→ **To be done**:
Substitute "I would be grateful" for "I would be thankful" in the lines running from the line that contains "If you could tag the tree" through the final line, and give those lines again with everything else unchanged.

Position annotation lines
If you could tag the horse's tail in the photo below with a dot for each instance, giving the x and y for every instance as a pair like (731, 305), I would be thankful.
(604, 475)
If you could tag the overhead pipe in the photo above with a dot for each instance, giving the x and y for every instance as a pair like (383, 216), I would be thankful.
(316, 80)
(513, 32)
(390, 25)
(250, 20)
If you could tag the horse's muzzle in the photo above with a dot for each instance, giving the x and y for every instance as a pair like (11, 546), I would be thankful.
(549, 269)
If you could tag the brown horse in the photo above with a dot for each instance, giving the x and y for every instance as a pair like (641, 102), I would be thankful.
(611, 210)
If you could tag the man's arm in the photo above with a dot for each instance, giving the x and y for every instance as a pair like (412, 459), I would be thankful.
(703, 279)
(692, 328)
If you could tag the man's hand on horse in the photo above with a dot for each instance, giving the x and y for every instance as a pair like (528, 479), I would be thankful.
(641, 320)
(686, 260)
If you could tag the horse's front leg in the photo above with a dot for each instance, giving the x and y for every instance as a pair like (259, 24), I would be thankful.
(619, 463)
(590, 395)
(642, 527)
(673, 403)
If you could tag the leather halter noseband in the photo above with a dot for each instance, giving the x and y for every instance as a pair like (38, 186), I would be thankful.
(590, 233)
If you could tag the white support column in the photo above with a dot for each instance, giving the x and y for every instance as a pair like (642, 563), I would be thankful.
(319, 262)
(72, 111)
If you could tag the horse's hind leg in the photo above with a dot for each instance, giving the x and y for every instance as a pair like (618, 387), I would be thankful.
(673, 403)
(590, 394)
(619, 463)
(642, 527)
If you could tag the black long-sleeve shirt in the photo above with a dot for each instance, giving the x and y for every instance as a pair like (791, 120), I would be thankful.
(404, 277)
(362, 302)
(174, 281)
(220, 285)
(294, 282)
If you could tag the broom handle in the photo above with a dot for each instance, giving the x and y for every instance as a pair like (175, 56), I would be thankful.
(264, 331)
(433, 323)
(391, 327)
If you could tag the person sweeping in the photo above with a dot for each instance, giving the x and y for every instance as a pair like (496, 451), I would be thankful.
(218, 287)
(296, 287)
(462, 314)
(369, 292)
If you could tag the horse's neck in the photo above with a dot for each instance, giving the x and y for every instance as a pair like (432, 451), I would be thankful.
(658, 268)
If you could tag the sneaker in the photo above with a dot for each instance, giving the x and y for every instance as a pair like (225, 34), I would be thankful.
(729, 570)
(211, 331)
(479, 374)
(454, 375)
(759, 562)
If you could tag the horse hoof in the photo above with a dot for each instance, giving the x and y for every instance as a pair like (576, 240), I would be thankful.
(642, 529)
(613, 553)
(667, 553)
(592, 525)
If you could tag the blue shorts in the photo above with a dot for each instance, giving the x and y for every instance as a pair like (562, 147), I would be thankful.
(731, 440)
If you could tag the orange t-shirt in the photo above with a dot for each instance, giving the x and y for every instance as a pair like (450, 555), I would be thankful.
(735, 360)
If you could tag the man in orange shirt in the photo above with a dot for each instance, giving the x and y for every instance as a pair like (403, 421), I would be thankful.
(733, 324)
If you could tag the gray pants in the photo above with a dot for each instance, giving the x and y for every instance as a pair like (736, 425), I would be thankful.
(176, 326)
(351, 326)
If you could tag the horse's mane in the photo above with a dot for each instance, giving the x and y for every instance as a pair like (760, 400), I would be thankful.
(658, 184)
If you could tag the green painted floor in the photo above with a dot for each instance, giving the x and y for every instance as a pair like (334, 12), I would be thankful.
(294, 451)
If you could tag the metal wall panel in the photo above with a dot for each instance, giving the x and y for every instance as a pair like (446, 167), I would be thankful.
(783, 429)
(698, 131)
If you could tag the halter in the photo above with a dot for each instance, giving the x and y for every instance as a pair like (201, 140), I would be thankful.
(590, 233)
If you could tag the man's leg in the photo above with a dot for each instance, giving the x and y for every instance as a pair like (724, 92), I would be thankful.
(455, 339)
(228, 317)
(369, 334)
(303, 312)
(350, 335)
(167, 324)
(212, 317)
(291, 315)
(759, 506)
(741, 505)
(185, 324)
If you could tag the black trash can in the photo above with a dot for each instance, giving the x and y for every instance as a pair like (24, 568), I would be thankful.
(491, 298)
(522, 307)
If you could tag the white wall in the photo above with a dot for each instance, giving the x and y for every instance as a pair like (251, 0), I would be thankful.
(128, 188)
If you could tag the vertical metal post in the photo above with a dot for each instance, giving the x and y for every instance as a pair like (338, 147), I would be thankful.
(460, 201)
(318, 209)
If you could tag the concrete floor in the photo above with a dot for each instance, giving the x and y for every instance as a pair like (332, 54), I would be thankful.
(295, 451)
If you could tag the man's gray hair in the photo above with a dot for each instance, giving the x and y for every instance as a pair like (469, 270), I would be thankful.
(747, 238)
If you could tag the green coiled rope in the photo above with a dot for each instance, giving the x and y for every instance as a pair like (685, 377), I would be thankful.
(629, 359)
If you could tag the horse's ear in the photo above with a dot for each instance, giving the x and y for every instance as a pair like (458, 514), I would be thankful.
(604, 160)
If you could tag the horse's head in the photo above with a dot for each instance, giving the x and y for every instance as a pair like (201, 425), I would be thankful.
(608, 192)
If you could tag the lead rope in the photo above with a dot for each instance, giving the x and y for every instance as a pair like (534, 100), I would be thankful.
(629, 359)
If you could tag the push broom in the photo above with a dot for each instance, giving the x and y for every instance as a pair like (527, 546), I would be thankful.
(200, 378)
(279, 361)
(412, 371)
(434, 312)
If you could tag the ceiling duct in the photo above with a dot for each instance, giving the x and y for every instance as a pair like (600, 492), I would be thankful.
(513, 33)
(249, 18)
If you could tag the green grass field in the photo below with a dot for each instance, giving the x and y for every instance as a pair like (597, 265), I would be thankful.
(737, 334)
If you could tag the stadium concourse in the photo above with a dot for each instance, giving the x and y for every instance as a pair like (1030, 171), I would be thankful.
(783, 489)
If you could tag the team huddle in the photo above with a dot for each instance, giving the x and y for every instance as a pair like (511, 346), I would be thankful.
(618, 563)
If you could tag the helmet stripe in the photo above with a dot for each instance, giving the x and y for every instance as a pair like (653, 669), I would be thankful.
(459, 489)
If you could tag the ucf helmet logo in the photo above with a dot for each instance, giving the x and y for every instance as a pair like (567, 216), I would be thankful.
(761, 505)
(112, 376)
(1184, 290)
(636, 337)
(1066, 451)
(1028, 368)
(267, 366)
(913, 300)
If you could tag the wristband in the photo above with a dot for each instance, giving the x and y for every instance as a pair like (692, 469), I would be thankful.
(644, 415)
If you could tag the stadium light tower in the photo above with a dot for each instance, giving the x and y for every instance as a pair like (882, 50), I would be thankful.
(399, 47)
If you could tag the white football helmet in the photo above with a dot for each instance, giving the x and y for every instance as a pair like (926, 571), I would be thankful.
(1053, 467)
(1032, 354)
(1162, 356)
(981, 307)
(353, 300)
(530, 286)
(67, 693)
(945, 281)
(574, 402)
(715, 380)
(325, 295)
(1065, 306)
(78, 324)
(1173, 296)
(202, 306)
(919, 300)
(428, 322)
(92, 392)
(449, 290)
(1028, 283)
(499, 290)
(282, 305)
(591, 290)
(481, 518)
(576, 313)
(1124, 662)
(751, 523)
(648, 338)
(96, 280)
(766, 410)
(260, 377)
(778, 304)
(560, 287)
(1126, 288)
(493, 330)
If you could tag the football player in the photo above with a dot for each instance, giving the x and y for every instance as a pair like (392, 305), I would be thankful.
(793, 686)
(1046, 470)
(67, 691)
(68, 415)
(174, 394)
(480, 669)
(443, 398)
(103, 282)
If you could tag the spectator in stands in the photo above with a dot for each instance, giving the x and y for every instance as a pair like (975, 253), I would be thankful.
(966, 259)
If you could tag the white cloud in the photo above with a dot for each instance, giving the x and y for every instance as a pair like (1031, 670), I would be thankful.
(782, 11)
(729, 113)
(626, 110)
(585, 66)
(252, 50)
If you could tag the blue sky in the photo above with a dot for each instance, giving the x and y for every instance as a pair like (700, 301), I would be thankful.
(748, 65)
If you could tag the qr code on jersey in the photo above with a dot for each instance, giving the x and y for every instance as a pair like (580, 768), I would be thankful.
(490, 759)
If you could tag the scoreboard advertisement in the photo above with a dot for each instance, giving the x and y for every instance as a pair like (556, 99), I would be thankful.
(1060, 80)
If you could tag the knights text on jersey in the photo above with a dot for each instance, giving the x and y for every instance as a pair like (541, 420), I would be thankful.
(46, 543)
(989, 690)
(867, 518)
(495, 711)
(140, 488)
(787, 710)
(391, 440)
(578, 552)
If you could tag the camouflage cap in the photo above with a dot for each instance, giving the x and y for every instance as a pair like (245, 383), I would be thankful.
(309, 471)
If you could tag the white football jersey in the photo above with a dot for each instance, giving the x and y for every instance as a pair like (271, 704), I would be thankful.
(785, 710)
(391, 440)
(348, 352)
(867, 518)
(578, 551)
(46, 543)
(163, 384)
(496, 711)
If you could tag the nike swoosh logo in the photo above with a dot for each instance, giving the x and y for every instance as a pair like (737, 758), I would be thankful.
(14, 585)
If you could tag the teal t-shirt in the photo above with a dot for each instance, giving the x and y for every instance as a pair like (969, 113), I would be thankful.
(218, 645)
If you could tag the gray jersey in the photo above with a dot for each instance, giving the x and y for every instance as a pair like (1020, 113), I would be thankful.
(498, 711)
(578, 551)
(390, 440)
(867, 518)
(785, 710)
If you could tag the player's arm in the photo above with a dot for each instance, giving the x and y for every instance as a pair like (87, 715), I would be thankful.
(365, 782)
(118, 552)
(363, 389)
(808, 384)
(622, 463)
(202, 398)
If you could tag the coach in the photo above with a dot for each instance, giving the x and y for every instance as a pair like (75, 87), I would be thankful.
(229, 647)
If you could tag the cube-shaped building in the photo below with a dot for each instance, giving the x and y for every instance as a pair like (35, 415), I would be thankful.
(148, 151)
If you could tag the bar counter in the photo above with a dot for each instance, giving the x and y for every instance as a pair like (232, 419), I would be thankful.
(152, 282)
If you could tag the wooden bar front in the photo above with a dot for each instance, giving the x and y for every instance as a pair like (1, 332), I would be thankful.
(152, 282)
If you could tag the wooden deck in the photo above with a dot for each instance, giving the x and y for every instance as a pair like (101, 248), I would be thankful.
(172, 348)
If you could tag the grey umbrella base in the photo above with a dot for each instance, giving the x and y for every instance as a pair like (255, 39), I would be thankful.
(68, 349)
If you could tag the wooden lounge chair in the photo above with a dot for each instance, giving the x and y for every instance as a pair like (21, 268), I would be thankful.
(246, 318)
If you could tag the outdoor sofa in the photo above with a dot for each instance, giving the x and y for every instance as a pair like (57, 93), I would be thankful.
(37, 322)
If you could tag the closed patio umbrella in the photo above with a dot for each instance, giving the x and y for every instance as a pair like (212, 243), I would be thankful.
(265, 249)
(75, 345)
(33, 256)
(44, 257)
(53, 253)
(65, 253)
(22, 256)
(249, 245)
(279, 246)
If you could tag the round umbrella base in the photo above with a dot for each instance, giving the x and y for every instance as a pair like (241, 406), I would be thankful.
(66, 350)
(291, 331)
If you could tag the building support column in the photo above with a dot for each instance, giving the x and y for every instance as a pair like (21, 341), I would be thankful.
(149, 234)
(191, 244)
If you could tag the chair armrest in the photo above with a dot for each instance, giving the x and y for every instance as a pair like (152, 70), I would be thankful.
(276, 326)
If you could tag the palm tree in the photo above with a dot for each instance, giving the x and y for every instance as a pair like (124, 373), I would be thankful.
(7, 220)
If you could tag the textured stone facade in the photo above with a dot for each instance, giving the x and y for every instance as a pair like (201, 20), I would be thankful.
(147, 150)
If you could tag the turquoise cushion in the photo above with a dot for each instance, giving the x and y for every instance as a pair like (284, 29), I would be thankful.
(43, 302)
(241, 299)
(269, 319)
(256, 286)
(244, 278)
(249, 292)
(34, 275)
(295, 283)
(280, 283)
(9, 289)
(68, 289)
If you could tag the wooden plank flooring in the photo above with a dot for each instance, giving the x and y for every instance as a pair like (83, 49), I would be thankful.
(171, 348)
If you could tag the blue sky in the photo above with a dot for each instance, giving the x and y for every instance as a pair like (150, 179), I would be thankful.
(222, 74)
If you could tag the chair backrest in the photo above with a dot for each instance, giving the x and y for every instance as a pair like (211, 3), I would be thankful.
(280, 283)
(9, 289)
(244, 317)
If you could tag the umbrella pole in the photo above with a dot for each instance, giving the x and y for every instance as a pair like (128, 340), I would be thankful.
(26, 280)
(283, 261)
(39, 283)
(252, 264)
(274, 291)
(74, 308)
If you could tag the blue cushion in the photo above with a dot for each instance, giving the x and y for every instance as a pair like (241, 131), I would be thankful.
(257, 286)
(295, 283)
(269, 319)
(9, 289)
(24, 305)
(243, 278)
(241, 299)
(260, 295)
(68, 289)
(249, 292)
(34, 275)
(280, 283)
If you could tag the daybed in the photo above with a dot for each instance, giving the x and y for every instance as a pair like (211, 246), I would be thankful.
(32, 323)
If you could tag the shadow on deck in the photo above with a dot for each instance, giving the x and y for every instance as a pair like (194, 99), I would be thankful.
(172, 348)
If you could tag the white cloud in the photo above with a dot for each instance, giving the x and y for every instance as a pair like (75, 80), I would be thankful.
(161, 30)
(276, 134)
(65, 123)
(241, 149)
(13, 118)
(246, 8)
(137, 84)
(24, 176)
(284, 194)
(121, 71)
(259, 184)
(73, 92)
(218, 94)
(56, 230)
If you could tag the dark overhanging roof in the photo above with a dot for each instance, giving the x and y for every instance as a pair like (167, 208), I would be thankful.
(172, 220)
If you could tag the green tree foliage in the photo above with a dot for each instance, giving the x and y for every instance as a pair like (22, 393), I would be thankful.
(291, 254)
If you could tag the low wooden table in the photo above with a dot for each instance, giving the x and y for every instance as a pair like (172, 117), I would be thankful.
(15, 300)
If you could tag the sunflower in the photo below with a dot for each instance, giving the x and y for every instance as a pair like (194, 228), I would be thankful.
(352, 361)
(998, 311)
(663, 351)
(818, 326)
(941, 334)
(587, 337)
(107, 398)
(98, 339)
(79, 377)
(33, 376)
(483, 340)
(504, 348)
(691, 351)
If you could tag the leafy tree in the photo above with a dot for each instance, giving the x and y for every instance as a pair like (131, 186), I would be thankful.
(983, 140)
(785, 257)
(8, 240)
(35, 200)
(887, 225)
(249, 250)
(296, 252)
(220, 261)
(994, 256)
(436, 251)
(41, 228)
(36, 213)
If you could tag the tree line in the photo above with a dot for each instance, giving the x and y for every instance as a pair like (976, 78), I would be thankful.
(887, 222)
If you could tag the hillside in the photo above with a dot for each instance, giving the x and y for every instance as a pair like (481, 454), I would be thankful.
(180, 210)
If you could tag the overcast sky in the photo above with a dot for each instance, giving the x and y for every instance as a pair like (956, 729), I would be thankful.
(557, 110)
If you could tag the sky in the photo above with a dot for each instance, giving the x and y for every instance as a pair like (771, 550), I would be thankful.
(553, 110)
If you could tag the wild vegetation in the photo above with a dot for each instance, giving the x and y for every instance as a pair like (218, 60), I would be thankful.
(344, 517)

→ **Written response**:
If you could tag the tree line in the photo above with a dot for each instance, giving the x and y for every instance as a pair like (976, 78), I would be grateful.
(887, 222)
If you could tag the hillside in the photo above with a dot for each instance, giving the x and y for every instance as a pair like (481, 454), I would be grateful.
(180, 210)
If you could tag the overcast sky in the photo above with a dot for each instance, giving the x and y for every instance as a pair like (956, 729), I would be grateful.
(557, 110)
If you could tag the sky in the photo above with a dot for each instance, giving the x and y for every instance as a pair like (771, 550), I would be grateful.
(553, 110)
If you could tag the wild vegetation in the photo above with a dot for each instance, giving the x and y for every instance as a pair like (218, 60), I would be grateful.
(344, 517)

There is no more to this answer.